Lombrage and Colon encountered no resistance as they served their soon-to-be ex-neighbors across the hall a document ordering them to cease operations, and turn over computers and financial records. Then they were off to Suite 407, one floor up, where a similar racket was abuzz.

Next stop: a five-story building about twenty blocks north at 3401 NW 82nd Avenue. By the time they arrived, however, telemarketers and managers had split from a large ground floor office. Lombrage says they left the telephones and terminals, but took the server. "The security guards said everyone just ran out of there," Lombrage recounts.

George Duque experiences the problem known as "too many dogs"
Jonathan Postal
George Duque experiences the problem known as "too many dogs"

Over the next two weeks, the detectives and FTC agents closed down three more phone banks in the Doral area. They served restraining orders to several defendants instructing them to cease operations and fill out forms detailing their financial assets, real estate holdings, and other possessions such as automobiles.

One of the FTC's lead investigators on the case is Lew Freeman, a private Coconut Grove-based forensic accountant with much experience in federal fraud cases. Freeman says the scam started sometime in 2003 with the establishment of several companies, including Call Center Express and Pro Line Card LLC. Most of the eleven defendants named thus far are Guatemalan. They include: Edgar Alirio Gonzalez and Pablo Jose Martinez (Call Center Express, Inc.); Carlos Felipe Mendez and Julio Cesar Sandoval (Pro Line Card, LLC, among others). Lombrage says the owners of Abreu Advertsing, Liens and Rafael Abreu, who helped make and advertise the cards, are Cuban-Americans. Freeman notes that another defendant, a 33-year-old former bank executive named Jose Armando Llort, is a fugitive from Guatemala, where he is charged with embezzling several million dollars from the Banco de Credito Hipotecario Nacional.

Investigators believe the seven operations closed down thus far were bringing in $600,000 per month. But they suspect there are other "franchises" out there. "I think we got the tip of the iceberg," Freeman surmises.

Written exercise A:
From the telemarketing fraud article above, copy word for word the passage starting with "Lombrage and Colon" and going on through "racket was abuzz.".
Written exercise B:
In the telemarketing fraud article, how much were the seven operations shut down so far bringing in each month?

Dataset:

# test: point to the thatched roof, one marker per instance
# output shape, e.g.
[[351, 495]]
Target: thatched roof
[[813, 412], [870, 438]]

Reply A:
Lombrage and Colon encountered no resistance as they served their soon-to-be ex-neighbors across the hall a document ordering them to cease operations, and turn over computers and financial records. Then they were off to Suite 407, one floor up, where a similar racket was abuzz.

Reply B:
$600,000 per month.